Long Weekend is an Australian psychological thriller film shot in 1977 and first shown in 1978. The film was directed by Colin Eggleston and stars John Hargreaves and Briony Behets.

Plot

The story concerns a couple, Peter (Hargreaves) and Marcia (Behets), who, along with their dog, Cricket, go for a weekend camping trip near the beach. It is plain that there is great tension between the couple although the source is unclear. Marcia, for her part, is not particularly keen on the idea of taking this trip but does so to please Peter. On the way, Peter throws a cigarette butt out the window, accidentally kills a kangaroo, and appears to trespass private property on his approach to a beach that the locals do not seem to know anything about. Once they arrive and set up camp, the couple engages in environmentally destructive actions including the theft and destruction of an eagle's egg, the killing of a dugong, what appears to be the killing of a throng of birds, and the needless partial chopping of trees. Gradually it becomes apparent that the source of this rift is an abortion that Marcia had, possibly in secret, because of it being the result of an affair with another man. As tensions between the couple escalate, nature is not pleased with their environmental wrongdoing and starts to strike back, first by an eagle and possum attacking Peter, and then through more insidious means. The film culminates as Marcia reaches her last straw and steals Peter's car, leaving him stranded at the beach. Both of them are left alone for a night to survive the elements. Peter arms himself with a spear-gun that is shot at some point during his troubled night. The next morning, Peter finds Marcia's body, impaled by his spear, and his car abandoned in what appears to be a mesh of spider webs, which he eventually ditches after getting it stuck in mud. Peter finally finds the main road after hours of searching and steps on to the road to wave down a truck. However, a bird attacks the truck driver before seeing Peter, causing him to lose control, and the truck hits and kills Peter.

· · ·

**Short problem A:** Reproduce word for word everything in the film summary from "Long Weekend is" down to "and Briony Behets.".
**Short problem B:** According to the film summary, what is the name of the dog that goes on the camping trip with Peter and Marcia?

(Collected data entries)
· · ·

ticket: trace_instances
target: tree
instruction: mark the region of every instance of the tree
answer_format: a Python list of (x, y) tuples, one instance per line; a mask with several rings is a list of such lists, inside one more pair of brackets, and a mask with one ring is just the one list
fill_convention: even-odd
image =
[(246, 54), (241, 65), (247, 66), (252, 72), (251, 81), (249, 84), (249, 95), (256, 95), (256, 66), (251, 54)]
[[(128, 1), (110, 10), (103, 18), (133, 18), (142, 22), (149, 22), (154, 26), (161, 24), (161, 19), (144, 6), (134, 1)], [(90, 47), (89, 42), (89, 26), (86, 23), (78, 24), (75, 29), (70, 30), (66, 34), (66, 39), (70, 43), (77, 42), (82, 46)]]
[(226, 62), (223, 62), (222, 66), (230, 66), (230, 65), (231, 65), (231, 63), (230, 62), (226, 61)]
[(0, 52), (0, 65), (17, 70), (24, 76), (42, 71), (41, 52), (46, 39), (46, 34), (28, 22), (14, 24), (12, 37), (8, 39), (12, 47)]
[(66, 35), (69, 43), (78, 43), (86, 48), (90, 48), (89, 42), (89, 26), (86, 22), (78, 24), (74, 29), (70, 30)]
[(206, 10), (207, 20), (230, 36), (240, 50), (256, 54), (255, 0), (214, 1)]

· · ·

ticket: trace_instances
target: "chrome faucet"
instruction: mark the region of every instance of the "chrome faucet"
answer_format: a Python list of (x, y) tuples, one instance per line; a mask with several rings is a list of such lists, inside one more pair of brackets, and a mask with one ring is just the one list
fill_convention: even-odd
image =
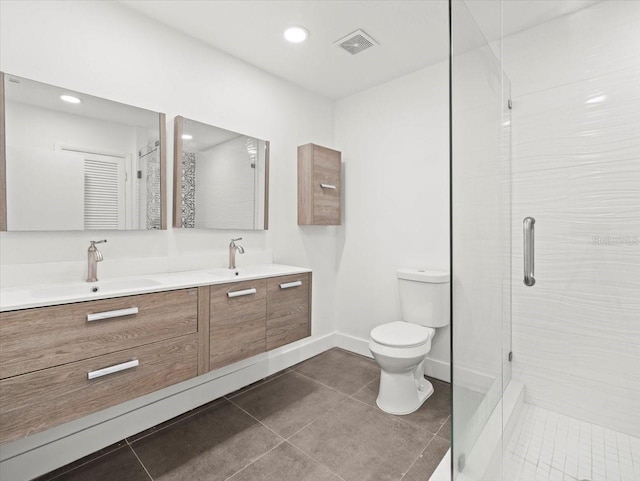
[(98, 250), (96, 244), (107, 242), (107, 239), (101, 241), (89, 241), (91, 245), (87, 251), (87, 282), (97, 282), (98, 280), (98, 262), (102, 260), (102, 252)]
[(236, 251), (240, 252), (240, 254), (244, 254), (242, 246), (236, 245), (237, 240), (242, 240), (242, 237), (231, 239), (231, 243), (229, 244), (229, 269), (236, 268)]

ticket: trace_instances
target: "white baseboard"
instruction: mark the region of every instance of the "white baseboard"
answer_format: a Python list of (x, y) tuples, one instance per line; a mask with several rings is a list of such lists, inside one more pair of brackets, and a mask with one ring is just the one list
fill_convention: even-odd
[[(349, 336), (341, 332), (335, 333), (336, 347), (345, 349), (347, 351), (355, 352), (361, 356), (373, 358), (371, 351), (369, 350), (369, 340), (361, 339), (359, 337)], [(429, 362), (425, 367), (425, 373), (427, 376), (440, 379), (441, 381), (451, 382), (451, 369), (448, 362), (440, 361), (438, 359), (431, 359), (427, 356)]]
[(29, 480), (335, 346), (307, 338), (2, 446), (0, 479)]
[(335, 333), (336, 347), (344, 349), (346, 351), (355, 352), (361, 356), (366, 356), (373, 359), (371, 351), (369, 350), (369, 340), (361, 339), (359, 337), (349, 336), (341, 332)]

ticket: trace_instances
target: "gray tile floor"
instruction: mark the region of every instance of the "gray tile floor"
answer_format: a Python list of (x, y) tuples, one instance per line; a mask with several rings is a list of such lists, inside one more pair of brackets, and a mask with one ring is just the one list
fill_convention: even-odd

· · ·

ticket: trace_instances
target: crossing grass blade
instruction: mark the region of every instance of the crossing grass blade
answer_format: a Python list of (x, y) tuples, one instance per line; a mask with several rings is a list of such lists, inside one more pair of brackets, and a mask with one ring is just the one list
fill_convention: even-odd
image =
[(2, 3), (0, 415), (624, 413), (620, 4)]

· · ·

**Task solution A:**
Long Weekend is an Australian psychological thriller film shot in 1977 and first shown in 1978. The film was directed by Colin Eggleston and stars John Hargreaves and Briony Behets.

**Task solution B:** Cricket